Data items:
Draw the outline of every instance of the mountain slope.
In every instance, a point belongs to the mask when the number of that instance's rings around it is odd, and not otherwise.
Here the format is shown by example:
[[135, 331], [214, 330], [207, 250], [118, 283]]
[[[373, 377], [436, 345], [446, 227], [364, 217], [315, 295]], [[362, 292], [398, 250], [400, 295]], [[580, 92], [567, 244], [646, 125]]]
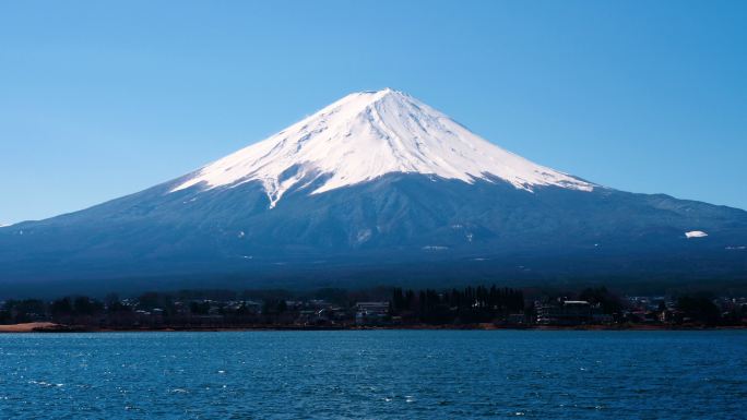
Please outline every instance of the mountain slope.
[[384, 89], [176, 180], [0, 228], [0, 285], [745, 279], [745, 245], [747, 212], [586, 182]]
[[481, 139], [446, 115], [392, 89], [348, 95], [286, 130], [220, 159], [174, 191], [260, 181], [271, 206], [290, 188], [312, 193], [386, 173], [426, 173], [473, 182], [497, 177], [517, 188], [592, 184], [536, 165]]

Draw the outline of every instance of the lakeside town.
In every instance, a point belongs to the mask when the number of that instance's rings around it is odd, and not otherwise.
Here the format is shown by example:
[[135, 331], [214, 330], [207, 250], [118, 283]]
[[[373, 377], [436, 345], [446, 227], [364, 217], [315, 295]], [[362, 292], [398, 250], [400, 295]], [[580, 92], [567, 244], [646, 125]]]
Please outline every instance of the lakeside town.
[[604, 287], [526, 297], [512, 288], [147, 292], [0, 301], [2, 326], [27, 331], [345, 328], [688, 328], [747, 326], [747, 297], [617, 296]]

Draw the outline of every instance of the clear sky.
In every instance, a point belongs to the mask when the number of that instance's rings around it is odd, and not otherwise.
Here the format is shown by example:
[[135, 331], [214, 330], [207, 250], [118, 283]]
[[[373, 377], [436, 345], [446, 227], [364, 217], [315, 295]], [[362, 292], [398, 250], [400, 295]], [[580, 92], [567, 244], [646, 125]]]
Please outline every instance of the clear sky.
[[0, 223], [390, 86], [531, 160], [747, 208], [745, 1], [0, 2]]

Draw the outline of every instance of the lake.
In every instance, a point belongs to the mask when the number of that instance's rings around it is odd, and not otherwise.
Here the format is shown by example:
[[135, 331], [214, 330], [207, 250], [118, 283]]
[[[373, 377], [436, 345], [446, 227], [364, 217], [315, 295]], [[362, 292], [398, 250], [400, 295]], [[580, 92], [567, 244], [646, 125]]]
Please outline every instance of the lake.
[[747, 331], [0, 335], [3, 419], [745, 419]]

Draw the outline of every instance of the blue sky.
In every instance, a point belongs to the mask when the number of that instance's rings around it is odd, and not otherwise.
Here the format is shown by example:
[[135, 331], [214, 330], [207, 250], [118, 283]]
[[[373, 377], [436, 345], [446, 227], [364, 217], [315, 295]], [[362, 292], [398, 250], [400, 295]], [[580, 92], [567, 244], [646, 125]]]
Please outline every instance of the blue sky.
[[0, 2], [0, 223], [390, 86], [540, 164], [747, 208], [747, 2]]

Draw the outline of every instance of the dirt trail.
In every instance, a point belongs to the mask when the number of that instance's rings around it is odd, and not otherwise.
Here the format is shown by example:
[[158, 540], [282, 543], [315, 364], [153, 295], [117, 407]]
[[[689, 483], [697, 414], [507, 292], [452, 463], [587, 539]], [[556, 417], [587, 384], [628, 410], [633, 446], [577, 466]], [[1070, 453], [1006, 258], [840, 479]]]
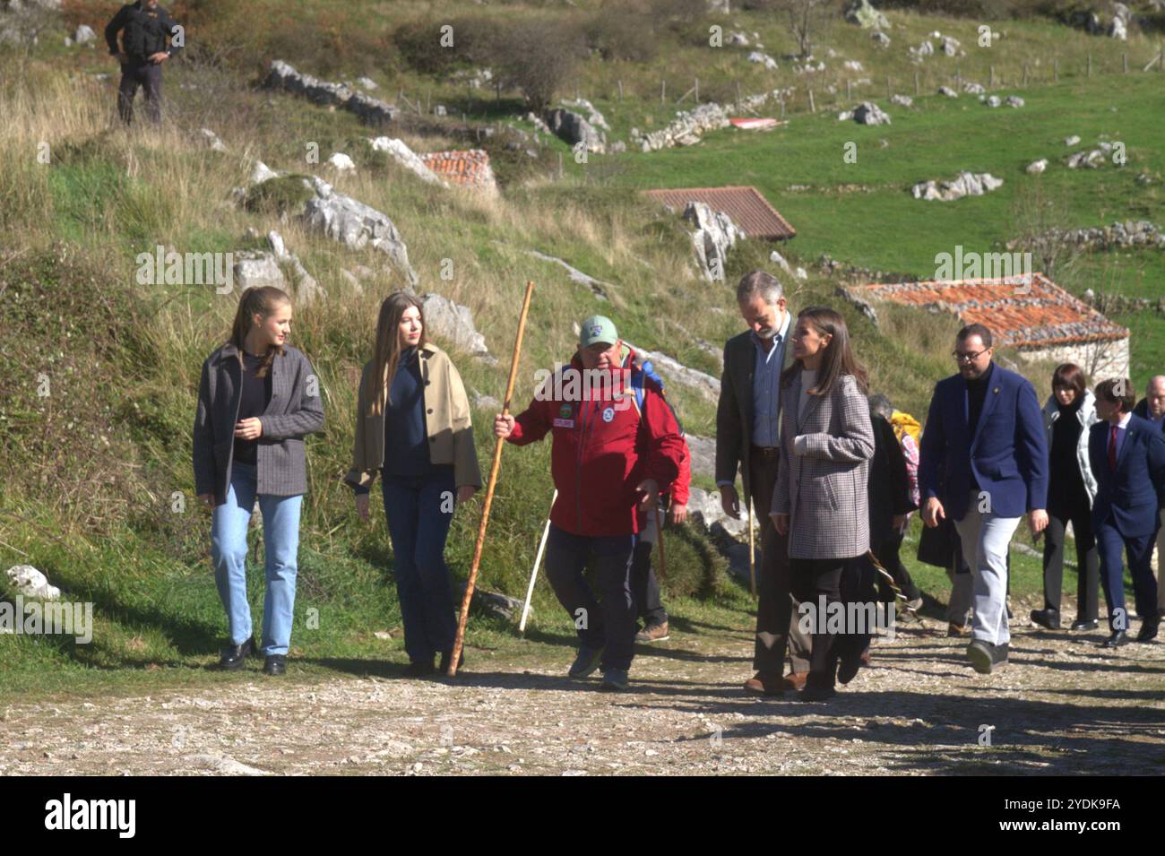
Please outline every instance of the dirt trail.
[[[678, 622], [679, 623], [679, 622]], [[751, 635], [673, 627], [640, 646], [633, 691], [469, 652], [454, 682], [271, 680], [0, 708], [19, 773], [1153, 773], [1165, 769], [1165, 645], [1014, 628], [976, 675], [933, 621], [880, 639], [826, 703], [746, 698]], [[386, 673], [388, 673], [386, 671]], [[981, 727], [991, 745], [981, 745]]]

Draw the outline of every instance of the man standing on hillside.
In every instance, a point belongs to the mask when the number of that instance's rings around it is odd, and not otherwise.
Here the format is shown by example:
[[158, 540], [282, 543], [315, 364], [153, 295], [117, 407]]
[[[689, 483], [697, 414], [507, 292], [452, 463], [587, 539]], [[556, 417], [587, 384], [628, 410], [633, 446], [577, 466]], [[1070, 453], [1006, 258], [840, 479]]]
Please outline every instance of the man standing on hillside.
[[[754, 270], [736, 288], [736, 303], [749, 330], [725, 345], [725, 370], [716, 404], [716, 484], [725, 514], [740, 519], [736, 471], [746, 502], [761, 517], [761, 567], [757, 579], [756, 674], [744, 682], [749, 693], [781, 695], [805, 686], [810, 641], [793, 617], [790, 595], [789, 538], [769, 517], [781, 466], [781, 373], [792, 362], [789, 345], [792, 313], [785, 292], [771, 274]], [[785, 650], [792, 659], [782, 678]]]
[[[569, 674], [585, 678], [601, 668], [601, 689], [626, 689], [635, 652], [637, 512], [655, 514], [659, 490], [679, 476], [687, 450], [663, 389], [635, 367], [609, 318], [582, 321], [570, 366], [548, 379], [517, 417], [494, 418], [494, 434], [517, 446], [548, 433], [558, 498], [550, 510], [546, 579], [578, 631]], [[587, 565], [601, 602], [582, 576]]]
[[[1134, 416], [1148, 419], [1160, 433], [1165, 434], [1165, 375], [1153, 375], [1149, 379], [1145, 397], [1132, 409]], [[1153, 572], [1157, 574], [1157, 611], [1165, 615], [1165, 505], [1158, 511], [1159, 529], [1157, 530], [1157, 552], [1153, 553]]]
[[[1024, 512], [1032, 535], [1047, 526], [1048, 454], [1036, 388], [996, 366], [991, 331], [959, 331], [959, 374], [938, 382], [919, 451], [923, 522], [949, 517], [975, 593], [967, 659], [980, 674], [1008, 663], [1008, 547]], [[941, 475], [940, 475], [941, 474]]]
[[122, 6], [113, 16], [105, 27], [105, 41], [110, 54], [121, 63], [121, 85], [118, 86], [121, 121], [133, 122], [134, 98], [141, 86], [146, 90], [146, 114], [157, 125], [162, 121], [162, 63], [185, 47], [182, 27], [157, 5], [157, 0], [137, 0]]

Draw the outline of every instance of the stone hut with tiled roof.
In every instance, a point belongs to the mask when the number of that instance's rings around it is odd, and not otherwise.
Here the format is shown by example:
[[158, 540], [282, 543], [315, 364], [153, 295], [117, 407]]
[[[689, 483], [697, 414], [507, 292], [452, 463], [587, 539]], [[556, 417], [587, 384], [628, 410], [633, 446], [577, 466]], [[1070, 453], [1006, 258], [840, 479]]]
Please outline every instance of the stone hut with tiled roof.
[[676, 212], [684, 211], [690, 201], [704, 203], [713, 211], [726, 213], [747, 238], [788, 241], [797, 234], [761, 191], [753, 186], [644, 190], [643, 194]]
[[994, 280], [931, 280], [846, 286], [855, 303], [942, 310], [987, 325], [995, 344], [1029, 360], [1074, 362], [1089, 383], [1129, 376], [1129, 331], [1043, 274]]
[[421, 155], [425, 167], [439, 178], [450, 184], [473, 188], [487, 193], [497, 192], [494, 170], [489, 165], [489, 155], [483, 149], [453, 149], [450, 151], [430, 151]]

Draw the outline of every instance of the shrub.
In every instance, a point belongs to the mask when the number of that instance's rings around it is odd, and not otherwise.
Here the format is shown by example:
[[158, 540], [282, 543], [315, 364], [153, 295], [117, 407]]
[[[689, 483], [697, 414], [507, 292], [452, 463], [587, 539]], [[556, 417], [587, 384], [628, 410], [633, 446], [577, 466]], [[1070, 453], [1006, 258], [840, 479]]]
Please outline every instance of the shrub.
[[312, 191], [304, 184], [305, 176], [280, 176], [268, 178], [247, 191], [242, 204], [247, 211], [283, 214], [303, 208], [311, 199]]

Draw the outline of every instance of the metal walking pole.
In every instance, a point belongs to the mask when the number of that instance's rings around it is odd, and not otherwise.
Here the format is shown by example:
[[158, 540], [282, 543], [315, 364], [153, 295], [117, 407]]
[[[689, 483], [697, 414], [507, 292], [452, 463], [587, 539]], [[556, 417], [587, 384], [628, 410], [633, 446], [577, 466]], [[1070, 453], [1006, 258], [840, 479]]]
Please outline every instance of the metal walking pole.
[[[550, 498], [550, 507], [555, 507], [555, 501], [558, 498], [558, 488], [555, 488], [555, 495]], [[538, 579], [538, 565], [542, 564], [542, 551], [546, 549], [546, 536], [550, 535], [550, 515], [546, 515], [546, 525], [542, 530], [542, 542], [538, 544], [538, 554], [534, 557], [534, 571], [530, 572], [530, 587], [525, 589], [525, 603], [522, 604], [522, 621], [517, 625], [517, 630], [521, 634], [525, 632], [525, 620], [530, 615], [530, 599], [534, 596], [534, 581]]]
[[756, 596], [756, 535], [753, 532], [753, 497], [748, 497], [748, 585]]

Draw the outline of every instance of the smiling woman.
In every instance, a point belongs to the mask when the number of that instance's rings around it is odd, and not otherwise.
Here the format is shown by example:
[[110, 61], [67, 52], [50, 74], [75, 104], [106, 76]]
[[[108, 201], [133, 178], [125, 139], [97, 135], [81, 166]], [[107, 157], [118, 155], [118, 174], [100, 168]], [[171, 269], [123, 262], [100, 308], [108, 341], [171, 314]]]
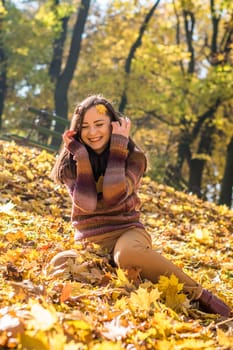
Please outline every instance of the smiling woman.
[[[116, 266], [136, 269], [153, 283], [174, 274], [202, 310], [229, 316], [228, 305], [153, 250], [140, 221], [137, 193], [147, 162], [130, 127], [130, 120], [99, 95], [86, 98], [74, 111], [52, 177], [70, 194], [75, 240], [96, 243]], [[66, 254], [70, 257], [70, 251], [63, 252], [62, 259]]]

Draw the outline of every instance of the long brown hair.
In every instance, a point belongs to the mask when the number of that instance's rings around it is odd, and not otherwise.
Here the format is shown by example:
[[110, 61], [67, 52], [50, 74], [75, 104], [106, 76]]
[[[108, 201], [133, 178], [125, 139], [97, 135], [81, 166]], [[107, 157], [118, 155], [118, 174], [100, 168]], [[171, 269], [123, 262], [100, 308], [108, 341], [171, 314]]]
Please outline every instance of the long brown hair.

** WRITTEN REQUEST **
Copy the lines word for word, starting with the line with "Draw the outline of every instance of the clear" and going on through the line with "208], [747, 2]]".

** TASK SOLUTION **
Draw the outline of every instance of the clear sky.
In every instance, a point belongs to the mask when the number of that instance's rings around it is odd, and not otherwise.
Here the format is shown by example:
[[135, 331], [214, 330], [207, 250], [118, 283]]
[[[373, 377], [436, 345], [446, 227], [364, 217], [315, 295]], [[362, 292], [398, 250], [400, 295]], [[580, 92], [567, 244], [646, 125]]]
Please outline every instance of the clear sky.
[[0, 223], [390, 86], [531, 160], [747, 208], [745, 1], [0, 2]]

Draw the outline of every instance of the lake.
In every instance, a point belongs to the mask when the number of that instance's rings around it is odd, and not otherwise.
Here the format is shown by example:
[[135, 331], [214, 330], [207, 250], [118, 283]]
[[[373, 377], [436, 345], [446, 227], [364, 217], [315, 295]], [[362, 292], [398, 250], [400, 295]], [[580, 92], [567, 244], [646, 125]]]
Please outline every instance of the lake.
[[747, 331], [0, 335], [3, 419], [745, 419]]

Draw the outline of every instance of the blue sky.
In every instance, a point belongs to the mask when the number of that instance's rings around it is odd, and not otherwise.
Here the format is shown by example:
[[135, 331], [214, 330], [207, 250], [118, 283]]
[[[373, 377], [436, 345], [446, 227], [364, 217], [315, 295]], [[362, 292], [398, 250], [400, 295]], [[580, 92], [567, 244], [646, 125]]]
Please outline every instance of the blue sky.
[[0, 2], [0, 223], [390, 86], [540, 164], [747, 208], [747, 2]]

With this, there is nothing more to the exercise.